• Kutipan Teks:
****

Senin, 18 Februari 2013

Mahfud MD: Jangan Putar Balik Jarum Amandemen UUD


Jangan Putar Balik Jarum Amandemen UUD

 

Belakangan ini kita banyak berita tentang adanya gerakan untuk kembali ke UUD 1945 yang asli setelah UUD tersebut diubah (diamandemen) sampai empat kali. Padahal dulunya untuk mengubah UUD itu susahnya setengah mati. Di masa lalu UUD 1945 yang asli, meminjam istilah yang dipergunakan Syafii Maarif, diberhalakan; siapa pun yang berbicara amandemen atas UUD 1945 menjadi tak aman, tak nyenyak tidur, dan diancam sebagai pelaku subversi.

 

Perjuangan untuk bisa mengubah UUD 1945 memakan waktu lama dan perlu banyak pengorbanan yang berpuncak pada Reformasi 1998 yang spektakuler itu. Setelah itu demokrasi tumbuh, UUD bisa diamandemen sesuai dengan fitrahnya. Berkat reformasi yang menjebol tembok penghalang dilakukannya amandemen, sekarang ini siapa pun boleh mempersoalkan UUD yang sedang berlaku tanpa harus takut ditangkap.

 

UUD 1945 Asli Timbulkan Otoritarianisme

 

Alasan amandemen UUD karena secara real politik dan akademis UUD 1945 yang asli tak pernah dan tak mungkin melahirkan pemerintahan demokratis. Tak bisa dibantah oleh siapapun bahwa sepanjang sejarah Indonesia pada periode-periode berlakunya UUD 1945 di Indonesia, selalu tampil pemerintahan otoriter dan antidemokrasi.

 

Jika dilihat dari periode sistem politik, UUD 1945 pernah berlaku dalam tiga periode yang berbeda, yaitu periode 1945-1959, periode 1959-1966, dan periode 1966-1998/1999. Untuk periode pertama pernah berlaku tiga UUD yaitu UUD 1945, Konstitusi RIS 1949, dan UUDS 1950.

 

Ketika UUD 1945 berlaku pada era Orde Lama (Demokrasi Terpimpin) dan era Orde Baru (Demokrasi Pancasila) pemerintah yang tampil selalu otoriter-repressif.

****

• Tujuan 1: Tolong tuliskan ulang semua baris catatan di bawah ini persis sama, tanpa menyertakan gambarnya.
Teks tersebut tidak ada hubungannya dengan catatan yang menyusul.

• Data untuk Diolah:
****

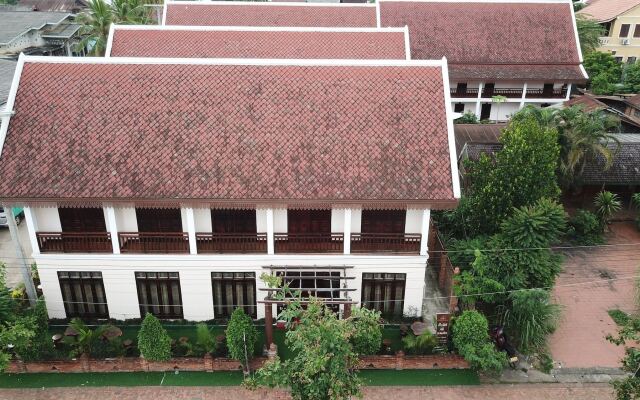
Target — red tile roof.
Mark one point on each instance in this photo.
(199, 43)
(471, 34)
(271, 14)
(228, 133)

****

• Tujuan 2: Sajikan kembali kata demi kata bagian dari teks tentang amandemen UUD 1945 di atas, seluruhnya mulai dari "Belakangan ini kita" sampai ke "sebagai pelaku subversi.".

• Jawaban Benar 1:
Target — red tile roof.
Mark one point on each instance in this photo.
(199, 43)
(471, 34)
(271, 14)
(228, 133)

• Jawaban Benar 2:
Belakangan ini kita banyak berita tentang adanya gerakan untuk kembali ke UUD 1945 yang asli setelah UUD tersebut diubah (diamandemen) sampai empat kali. Padahal dulunya untuk mengubah UUD itu susahnya setengah mati. Di masa lalu UUD 1945 yang asli, meminjam istilah yang dipergunakan Syafii Maarif, diberhalakan; siapa pun yang berbicara amandemen atas UUD 1945 menjadi tak aman, tak nyenyak tidur, dan diancam sebagai pelaku subversi.